* **OBJECTIVE**:
Put each line of the items below, from the line with "Q: For every instance of the wire" through the last line of the items, into a JSON list of strings, one string per line. Leave out any blank lines.

======== DATA LINES

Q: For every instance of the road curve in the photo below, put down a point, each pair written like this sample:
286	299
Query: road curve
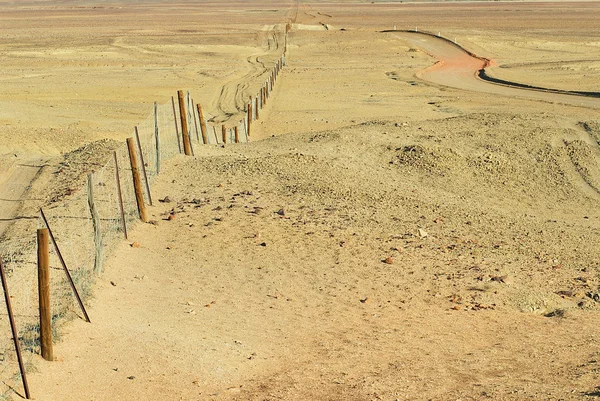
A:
458	68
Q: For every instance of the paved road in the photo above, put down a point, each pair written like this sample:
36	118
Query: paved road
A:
457	69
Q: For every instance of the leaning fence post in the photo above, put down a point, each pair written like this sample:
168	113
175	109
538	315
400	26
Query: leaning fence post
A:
13	328
184	127
120	195
215	132
97	228
176	128
137	182
249	118
195	119
156	138
64	265
137	137
44	295
202	124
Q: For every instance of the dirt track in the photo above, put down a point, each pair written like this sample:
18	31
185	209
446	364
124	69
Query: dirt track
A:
457	69
272	281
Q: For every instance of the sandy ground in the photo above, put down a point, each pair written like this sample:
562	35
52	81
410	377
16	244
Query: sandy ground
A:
388	238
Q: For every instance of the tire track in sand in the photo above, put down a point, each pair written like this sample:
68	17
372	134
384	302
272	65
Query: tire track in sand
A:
458	68
233	95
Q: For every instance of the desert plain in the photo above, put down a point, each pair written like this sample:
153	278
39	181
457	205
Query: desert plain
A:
396	228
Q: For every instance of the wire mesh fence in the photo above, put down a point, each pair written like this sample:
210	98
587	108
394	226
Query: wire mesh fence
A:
90	220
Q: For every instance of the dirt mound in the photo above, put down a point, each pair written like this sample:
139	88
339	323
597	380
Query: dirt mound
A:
428	160
69	172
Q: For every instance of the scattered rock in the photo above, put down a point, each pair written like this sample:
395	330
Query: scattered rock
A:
500	279
556	313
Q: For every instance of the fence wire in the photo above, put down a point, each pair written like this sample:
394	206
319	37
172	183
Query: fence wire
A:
87	224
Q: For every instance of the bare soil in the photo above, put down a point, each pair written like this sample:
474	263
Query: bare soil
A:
383	236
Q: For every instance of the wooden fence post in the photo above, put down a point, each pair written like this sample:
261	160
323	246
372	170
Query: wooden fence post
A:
193	110
249	118
156	138
44	295
137	182
176	128
64	265
184	128
137	137
120	195
15	333
98	245
215	132
202	124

================

* **WORKED SOLUTION**:
[
  "Q: For every instance of the wire mesh fence in the photo above, put down a point, each pair written like this sample:",
  "210\t98",
  "587\t108",
  "394\t226",
  "Query: wire mesh fence",
  "A:",
  "90\t220",
  "Q: For every instance of the dirt mound in the photo above, put down a point, each pair written like this sample:",
  "139\t88",
  "339\t323",
  "597\t380",
  "Query: dirt mound",
  "A:",
  "428\t160",
  "69\t172",
  "Q: For every instance of the scattered rock in the photo above, put down a point, each pair written like this sample:",
  "395\t330",
  "Query: scattered rock",
  "A:",
  "500\t279",
  "556\t313",
  "Q: For every instance of the fence wire in the photo above, put down a point, each pair written like this sample:",
  "394\t206",
  "319\t37",
  "172\t183",
  "Query: fence wire",
  "A:",
  "87\t224",
  "Q: For every instance of the bare soil in the photo above, put down a point, each pair written like this sample:",
  "474\t263",
  "Query: bare soil",
  "A:",
  "383\t236",
  "Q: For every instance of the wooden fence post in the photo above, put down a point, each pair written like this sample:",
  "261\t160",
  "323\t246",
  "372\t170",
  "Query: wooden fence post",
  "A:",
  "193\t110",
  "249\t118",
  "156\t138",
  "44\t295",
  "137\t182",
  "176\t128",
  "64\t265",
  "184\t128",
  "137\t137",
  "120\t195",
  "15\t333",
  "98\t245",
  "215\t132",
  "202\t124"
]